START Material provided
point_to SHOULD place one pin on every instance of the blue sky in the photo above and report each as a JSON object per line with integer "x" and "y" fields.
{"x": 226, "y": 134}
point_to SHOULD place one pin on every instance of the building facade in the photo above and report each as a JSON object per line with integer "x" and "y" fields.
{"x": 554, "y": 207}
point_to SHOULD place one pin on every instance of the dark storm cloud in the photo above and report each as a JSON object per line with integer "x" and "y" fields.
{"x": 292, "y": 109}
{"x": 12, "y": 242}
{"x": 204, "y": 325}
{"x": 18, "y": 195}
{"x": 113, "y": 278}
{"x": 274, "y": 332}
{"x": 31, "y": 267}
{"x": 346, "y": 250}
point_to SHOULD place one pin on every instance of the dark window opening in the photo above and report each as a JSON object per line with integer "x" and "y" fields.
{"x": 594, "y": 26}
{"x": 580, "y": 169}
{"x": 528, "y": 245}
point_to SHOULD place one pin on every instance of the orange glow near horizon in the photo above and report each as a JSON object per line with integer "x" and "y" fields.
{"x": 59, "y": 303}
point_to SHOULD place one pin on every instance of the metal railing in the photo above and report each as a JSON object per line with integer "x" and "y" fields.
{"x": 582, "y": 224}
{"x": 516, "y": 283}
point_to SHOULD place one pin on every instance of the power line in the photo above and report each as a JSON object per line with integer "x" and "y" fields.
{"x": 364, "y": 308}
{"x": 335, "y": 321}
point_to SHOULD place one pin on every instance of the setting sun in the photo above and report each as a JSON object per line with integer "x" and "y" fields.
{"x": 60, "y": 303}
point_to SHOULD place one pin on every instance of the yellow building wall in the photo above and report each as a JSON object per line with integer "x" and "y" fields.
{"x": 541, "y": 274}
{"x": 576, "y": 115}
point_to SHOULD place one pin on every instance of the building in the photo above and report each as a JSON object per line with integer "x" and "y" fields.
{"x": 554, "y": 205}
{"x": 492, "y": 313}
END Material provided
Requirement: Exactly as they appear, write out the lines from the one containing "point_to SHOULD place one pin on every instance of the metal" through the final line of the entries above, both included.

Your solution:
point_to SHOULD place one pin on every instance of the metal railing in the photo above and report each as a JSON object per line with integer "x" and "y" fields.
{"x": 582, "y": 224}
{"x": 516, "y": 283}
point_to SHOULD place one pin on every instance of the power line in the photo above and report each as a JSON object per line with integer "x" and "y" fields.
{"x": 364, "y": 308}
{"x": 335, "y": 321}
point_to SHOULD place one pin on every instance of the setting sun in the photo above and report each as a JSON object per line with integer "x" and "y" fields.
{"x": 60, "y": 303}
point_to SHOULD place one pin on every instance of the yellow building wall in the photo above and report each as a JSON object per line with integer "x" and "y" fields.
{"x": 541, "y": 274}
{"x": 576, "y": 115}
point_to SHOULD place one pin on every instance of the building in the photo above and report each as a JSON object per line with integer "x" and "y" fields.
{"x": 554, "y": 205}
{"x": 492, "y": 313}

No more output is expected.